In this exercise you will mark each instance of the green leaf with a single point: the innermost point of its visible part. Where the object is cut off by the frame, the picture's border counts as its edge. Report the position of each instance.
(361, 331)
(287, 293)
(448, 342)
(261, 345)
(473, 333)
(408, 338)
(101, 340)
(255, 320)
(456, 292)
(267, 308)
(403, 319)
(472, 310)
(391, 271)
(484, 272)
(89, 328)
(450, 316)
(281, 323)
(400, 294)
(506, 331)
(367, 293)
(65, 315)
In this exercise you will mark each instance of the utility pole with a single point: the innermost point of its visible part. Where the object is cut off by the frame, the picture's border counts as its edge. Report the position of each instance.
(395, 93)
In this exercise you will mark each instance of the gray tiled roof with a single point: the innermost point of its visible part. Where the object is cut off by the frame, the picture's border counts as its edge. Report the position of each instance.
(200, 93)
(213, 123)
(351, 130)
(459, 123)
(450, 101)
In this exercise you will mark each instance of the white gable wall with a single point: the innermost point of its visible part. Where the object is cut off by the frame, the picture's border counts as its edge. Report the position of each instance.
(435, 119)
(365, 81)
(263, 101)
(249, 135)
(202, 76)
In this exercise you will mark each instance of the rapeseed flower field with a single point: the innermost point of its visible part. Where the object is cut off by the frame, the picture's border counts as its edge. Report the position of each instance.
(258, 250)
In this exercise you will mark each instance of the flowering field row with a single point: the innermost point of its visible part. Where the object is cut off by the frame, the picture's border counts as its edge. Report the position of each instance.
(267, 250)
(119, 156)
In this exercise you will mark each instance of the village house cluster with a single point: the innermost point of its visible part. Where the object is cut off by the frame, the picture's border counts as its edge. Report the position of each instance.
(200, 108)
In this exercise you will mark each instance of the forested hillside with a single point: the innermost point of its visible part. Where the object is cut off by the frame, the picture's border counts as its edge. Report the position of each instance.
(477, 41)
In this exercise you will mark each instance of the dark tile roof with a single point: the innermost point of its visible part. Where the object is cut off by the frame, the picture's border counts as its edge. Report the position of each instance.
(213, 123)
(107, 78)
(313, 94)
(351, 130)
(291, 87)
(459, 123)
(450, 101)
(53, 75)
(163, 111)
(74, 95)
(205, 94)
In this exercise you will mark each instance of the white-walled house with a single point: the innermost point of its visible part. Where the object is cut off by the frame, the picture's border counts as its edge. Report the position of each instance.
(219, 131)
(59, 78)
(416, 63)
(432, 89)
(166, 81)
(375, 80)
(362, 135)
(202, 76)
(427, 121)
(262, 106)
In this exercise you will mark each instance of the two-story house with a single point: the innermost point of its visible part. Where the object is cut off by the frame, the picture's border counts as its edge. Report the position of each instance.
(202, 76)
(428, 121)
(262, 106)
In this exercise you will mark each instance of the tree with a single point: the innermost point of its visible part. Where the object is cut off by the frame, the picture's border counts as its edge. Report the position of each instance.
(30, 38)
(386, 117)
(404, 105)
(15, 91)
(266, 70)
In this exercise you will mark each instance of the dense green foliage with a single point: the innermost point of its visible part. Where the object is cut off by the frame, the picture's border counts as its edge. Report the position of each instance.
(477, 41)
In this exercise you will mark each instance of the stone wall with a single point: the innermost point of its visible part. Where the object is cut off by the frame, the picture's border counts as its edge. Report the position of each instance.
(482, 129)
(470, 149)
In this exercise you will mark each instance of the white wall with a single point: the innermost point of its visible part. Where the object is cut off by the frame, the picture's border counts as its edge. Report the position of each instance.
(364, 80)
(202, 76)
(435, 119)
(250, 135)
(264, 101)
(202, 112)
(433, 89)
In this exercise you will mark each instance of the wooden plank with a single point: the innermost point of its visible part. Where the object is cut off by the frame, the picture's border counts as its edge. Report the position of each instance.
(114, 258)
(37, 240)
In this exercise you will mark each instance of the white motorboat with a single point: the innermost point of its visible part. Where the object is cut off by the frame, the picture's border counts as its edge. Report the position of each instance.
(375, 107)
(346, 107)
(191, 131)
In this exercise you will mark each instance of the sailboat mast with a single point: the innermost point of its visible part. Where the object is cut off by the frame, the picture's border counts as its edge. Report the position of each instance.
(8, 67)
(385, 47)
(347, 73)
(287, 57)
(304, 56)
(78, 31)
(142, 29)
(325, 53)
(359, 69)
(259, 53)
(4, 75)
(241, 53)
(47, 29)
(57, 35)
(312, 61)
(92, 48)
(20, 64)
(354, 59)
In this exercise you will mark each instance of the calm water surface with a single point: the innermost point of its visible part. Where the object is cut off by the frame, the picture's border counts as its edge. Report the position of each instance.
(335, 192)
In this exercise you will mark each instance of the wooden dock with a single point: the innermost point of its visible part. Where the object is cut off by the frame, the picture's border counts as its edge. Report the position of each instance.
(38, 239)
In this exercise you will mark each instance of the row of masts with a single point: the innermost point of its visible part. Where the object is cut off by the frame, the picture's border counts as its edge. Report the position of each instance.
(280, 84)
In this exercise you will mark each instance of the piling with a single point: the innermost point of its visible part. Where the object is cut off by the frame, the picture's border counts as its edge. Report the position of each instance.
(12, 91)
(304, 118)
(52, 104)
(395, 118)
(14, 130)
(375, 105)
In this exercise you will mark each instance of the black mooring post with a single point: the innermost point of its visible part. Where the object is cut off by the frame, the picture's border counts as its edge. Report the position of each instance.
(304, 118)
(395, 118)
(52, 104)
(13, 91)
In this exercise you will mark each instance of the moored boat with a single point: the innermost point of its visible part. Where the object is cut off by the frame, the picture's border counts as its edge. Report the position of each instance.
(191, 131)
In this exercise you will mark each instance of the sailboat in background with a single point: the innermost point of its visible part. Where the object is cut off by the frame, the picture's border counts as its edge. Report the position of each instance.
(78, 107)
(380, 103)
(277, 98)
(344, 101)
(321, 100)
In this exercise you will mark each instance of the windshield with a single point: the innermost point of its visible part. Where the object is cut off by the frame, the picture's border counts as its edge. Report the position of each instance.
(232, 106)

- _WRITTEN EXERCISE_: Every line above should be written out again exactly as it stands.

- _RESPONSE BELOW_:
In this exercise you will mark each instance of the green leaf with a single point: the innermost point of its visible part. Where the object is cut off by the frame, the picture's border counts as its edge. Report the position of each instance.
(361, 331)
(287, 293)
(448, 342)
(261, 345)
(473, 333)
(408, 338)
(101, 340)
(255, 320)
(456, 292)
(267, 308)
(403, 319)
(472, 310)
(391, 271)
(484, 272)
(89, 328)
(450, 316)
(281, 323)
(400, 294)
(506, 331)
(367, 293)
(65, 315)
In this exercise you will mark each instance of the utility pole with a single point: the innermost point of its visible part. Where the object is cut off by the frame, the picture's border counts as its edge. Report the position of each instance.
(395, 93)
In this exercise you will mark each instance of the gray tiled roof with a single point: the innermost point of its visible part. Where the object is cut off by the frame, the picture's border counts as its edge. Report the position of each instance.
(200, 93)
(213, 123)
(351, 130)
(459, 123)
(450, 101)
In this exercise you will mark each instance of the white gable wall with a single point: the innermost point of its visible part. Where the object is cut off by the frame, the picture's border counts as its edge. Report the position of each instance.
(435, 119)
(365, 81)
(263, 101)
(249, 135)
(202, 76)
In this exercise you will mark each instance of the rapeseed flower field with a single point: the innermost point of its visible part. Where the object is cut off by the frame, the picture's border counts as its edge. Report the position of each instance.
(258, 250)
In this exercise you will mark each instance of the flowering field row with a single point: the innermost point of its visible part. Where the object is cut off by the frame, the picture's border counts as its edge. Report the position of each instance.
(267, 250)
(119, 156)
In this exercise you will mark each instance of the village house cluster with a single point: the innermost point of its visible part. Where the object is cut off by the frame, the picture's border counts as its edge. Report the position of each instance.
(200, 108)
In this exercise you will mark each instance of the forested hillside with a single point: the innermost point of its visible part. Where the object is cut off by the frame, the picture's border counts as its edge. Report the position of each instance.
(477, 41)
In this exercise you will mark each instance of the dark tile roof with a single point: the innermost point of its visible part. Where the object is cut off by the frame, the picture's border counts as its edge. Report the position of each instance.
(213, 123)
(107, 78)
(313, 94)
(351, 130)
(291, 87)
(459, 123)
(450, 101)
(53, 75)
(163, 111)
(74, 95)
(205, 94)
In this exercise you will mark each instance of the white-walled house with a single point: the innermost point of its visible part. Where the object is cut off by the frame, the picture's border counts as its edge. Report the position of each instance.
(219, 131)
(59, 78)
(416, 63)
(432, 89)
(166, 81)
(375, 80)
(362, 135)
(202, 76)
(427, 121)
(262, 106)
In this exercise you will mark each instance of the two-story house with a single point: the innermost point of its visible part. Where the object is cut off by the frame, the picture's border counts as its edge. Report the position of each instance.
(202, 76)
(428, 121)
(262, 106)
In this exercise you will mark each instance of the tree with a single point: the innermost point of its visible part. Where the object is cut off by the frame, the picture's border counts as its edge. Report the position of each instance.
(30, 38)
(386, 117)
(404, 105)
(15, 91)
(266, 70)
In this exercise you will mark each instance of the dense green foliage with a single point: the innermost point of its visible part. Where the object is cut off by the frame, the picture's border counts as its edge. Report the position of each instance.
(477, 41)
In this exercise you will mark each instance of the stone wall with a single point: the innermost point of its visible part. Where the object is cut off by the frame, the picture's border counts as its edge. Report the position of each instance.
(482, 129)
(470, 149)
In this exercise you will mark each instance of the white wall with a single point: the innermost point of its visible part. Where the object is cut off by the frame, the picture's border counts as its edge. Report the position of each instance.
(364, 80)
(202, 76)
(435, 119)
(250, 135)
(264, 101)
(202, 112)
(433, 89)
In this exercise you will mark each instance of the wooden plank with a single point: the innermost point of its visible part. Where the object is cut off by the frame, the picture's border counts as its edge. Report the position of each instance.
(114, 258)
(37, 240)
In this exercise you will mark each instance of the white motorboat with a single point: the innermost point of its visible part. Where the object is cut off by the frame, the picture's border counts as its edge. Report the position of each instance.
(375, 107)
(346, 107)
(191, 131)
In this exercise you will mark each instance of the sailboat mast with a single point: the innermost point of its visible part. Where the object is cut off by the frame, the picture's border counts as its edge. Report the position of each instance.
(8, 67)
(385, 47)
(347, 73)
(287, 57)
(304, 56)
(78, 31)
(142, 29)
(325, 53)
(359, 69)
(259, 53)
(4, 75)
(241, 53)
(47, 29)
(57, 35)
(312, 61)
(92, 48)
(20, 64)
(354, 59)
In this exercise you will mark each instance of the calm water surface with a single point: the innermost point of its visible part. Where the object is cut off by the frame, the picture's border counts as its edge. Report the position of each instance.
(335, 192)
In this exercise you will mark each instance of the wooden dock with a single point: the innermost point of its visible part. Where the object is cut off by the frame, the picture's border counts as its edge. Report the position of each instance.
(38, 239)
In this exercise you will mark each instance of the row of masts with a single point: the innermost point of its visible part. Where the object is cut off by the frame, the picture's border counts as its edge. Report the position of each instance.
(280, 84)
In this exercise you will mark each instance of the piling with a single point: the innermost point of its visible part. Where the object is cut off by the frame, the picture's border counts as its edge. Report the position of each instance.
(12, 91)
(304, 118)
(52, 104)
(395, 118)
(14, 130)
(375, 105)
In this exercise you will mark each instance of the black mooring post with a single point: the innermost point of its visible part. Where the object is cut off by the frame, the picture's border counts as its edge. Report the position of each instance.
(304, 118)
(395, 118)
(52, 104)
(13, 91)
In this exercise you will mark each instance of the moored boat with a single point: the innermost point of its visible part. Where the object is cut off by the frame, the picture's border counts as its edge. Report the position of each instance.
(191, 131)
In this exercise you will mark each instance of the sailboat in background with a single point: the innermost point of its visible part. Where the object is cut off by the frame, the picture's border counts as its edge. Report the position of each instance.
(78, 107)
(380, 103)
(277, 98)
(344, 101)
(321, 100)
In this exercise you will mark each instance of the windshield with a single point: the innermost point of its visible part. Where the object is cut off by the frame, the picture's border counts as its edge. Report the position of each instance.
(232, 106)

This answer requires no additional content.